| The task |
For each record below, write an exact copy.

Content starts

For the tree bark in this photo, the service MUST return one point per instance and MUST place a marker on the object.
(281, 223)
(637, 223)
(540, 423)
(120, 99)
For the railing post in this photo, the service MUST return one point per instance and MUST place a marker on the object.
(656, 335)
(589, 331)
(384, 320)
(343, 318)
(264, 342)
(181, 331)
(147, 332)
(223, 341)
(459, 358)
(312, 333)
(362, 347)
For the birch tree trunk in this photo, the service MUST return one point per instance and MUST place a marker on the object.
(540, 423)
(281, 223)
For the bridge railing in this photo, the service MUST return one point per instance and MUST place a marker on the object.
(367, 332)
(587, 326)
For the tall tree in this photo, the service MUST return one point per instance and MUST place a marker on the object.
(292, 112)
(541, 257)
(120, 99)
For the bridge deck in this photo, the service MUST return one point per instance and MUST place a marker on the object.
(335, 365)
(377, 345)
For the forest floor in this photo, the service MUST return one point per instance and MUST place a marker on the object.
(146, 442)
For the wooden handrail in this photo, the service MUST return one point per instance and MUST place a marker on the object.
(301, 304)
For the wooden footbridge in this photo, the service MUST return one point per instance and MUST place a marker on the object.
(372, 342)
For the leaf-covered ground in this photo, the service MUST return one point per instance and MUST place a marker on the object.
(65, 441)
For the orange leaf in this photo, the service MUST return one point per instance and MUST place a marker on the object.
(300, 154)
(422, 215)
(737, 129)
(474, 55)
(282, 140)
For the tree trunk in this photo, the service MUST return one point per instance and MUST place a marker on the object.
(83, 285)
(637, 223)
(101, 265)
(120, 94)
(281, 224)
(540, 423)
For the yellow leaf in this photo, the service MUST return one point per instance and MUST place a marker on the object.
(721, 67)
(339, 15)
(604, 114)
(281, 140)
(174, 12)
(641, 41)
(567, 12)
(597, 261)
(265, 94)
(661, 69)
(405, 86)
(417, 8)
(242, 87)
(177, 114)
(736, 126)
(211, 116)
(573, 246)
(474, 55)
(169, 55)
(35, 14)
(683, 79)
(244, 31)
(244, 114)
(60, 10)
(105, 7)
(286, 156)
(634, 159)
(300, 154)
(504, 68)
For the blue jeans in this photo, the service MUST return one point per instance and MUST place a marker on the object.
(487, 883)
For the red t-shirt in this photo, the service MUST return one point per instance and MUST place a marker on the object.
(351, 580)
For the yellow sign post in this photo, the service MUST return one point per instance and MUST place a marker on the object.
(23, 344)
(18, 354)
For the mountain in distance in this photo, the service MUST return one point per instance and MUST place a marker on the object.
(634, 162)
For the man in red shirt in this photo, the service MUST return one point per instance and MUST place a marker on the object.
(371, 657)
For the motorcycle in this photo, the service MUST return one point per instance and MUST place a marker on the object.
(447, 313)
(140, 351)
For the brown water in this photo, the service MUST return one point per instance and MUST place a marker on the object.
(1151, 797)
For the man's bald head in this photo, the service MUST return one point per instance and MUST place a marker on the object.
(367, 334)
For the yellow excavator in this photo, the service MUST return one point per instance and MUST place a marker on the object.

Content ends

| Solution for this task |
For the tree bark in this photo, the service MUST return one point per instance and MUST place a marker on the object.
(281, 223)
(637, 223)
(540, 423)
(120, 99)
For the railing post in this photo, the service MUST return one point per instance and MUST place a marker on the object.
(656, 335)
(589, 331)
(384, 320)
(343, 318)
(264, 342)
(181, 331)
(147, 332)
(223, 341)
(459, 358)
(312, 333)
(362, 347)
For the birch tree trunk in this photo, the service MUST return one point per instance and MUST place a marker on the object.
(540, 423)
(281, 223)
For the bridge railing in this photo, the service MUST return one point per instance and MUST place a marker on the object.
(367, 332)
(587, 326)
For the tall tree in this photo, the service MUST return one point per instance and MUST place a marker on the object.
(292, 112)
(541, 257)
(120, 99)
For the bridge deck in this photo, the service MUST return one point per instance and MUST place a marker on the object.
(335, 365)
(377, 345)
For the forest floor in this photo, the service MUST return one point per instance and MUST place a marker on the object.
(146, 442)
For the wooden handrail in this photo, the service MUST return one point per instance and MUST place a marker on the object.
(301, 304)
For the wooden footbridge in this photo, the service MUST return one point per instance and MUST place a marker on the object.
(372, 342)
For the leaf-covered ground in this photo, the service MUST return one point per instance and MUST place a marker on the object.
(65, 441)
For the orange leaf in this photo, the service MUST return one point per instance and MUST place a marker on the object.
(300, 154)
(422, 215)
(737, 129)
(474, 55)
(282, 140)
For the tree trunk in this photo, the service MUST return one point per instance and MUST place a marker on the object.
(83, 285)
(637, 223)
(101, 265)
(120, 94)
(281, 224)
(540, 423)
For the yellow leaf in this photo, the service MUST return one point per instance and MUST place a marker on the object.
(721, 67)
(339, 15)
(604, 114)
(281, 140)
(174, 12)
(641, 41)
(567, 12)
(597, 261)
(265, 94)
(661, 69)
(405, 86)
(417, 8)
(242, 87)
(177, 114)
(736, 126)
(211, 116)
(573, 246)
(474, 55)
(169, 55)
(35, 14)
(683, 79)
(244, 31)
(244, 114)
(60, 10)
(105, 7)
(286, 156)
(634, 159)
(300, 154)
(504, 68)
For the blue jeans in this photo, the service MUST return one point per instance and MUST place a marker on the object.
(487, 883)
For the red t-shirt in this photo, the service MUST return one point per instance and MUST place a marker on the object.
(351, 580)
For the yellow sign post in this photo, the service MUST return one point per instance and MUST place a marker on the object.
(23, 344)
(18, 354)
For the mountain in distance in this photo, the service MUST return one point per instance and MUST place a marker on the object.
(634, 162)
For the man in red shirt in this photo, the service MUST return one point per instance and MUST place a marker on the object.
(371, 657)
For the motorcycle in this photo, the service MUST return one point per instance and MUST place a marker on the object.
(447, 313)
(140, 351)
For the brown water in this photo, the service MUST return one point per instance and MUST place a marker on the object.
(1151, 797)
For the man's bald head in this photo, the service MUST return one point per instance and MUST place a marker on the object.
(367, 334)
For the yellow excavator in this photo, the service MUST return one point per instance and MUST place a marker on the object.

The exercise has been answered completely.